(Location identification entries)

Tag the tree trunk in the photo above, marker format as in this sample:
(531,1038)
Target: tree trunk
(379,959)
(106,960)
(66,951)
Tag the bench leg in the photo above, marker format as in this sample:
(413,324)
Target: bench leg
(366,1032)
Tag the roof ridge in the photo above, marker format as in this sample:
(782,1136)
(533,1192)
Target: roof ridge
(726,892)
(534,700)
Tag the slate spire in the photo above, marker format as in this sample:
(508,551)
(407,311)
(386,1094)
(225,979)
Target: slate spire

* * *

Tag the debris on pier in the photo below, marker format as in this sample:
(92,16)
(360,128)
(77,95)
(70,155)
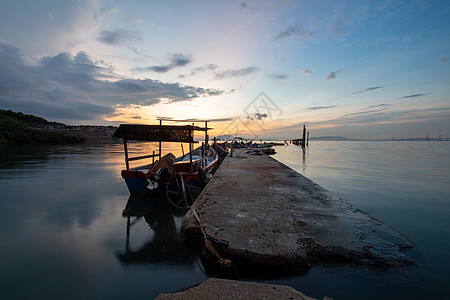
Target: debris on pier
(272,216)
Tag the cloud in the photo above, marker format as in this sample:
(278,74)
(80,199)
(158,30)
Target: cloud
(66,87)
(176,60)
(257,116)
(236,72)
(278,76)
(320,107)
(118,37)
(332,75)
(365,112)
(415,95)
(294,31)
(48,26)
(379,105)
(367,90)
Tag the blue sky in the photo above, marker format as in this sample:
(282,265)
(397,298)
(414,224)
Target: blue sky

Exercise prompt: Please print the lines again without any change, beginning at the line that has "Tag the blue" and stopping after the one that has "Target: blue sky".

Result of this task:
Tag the blue sky in the photo above, marker format as in this sample:
(282,265)
(397,298)
(414,224)
Target: blue sky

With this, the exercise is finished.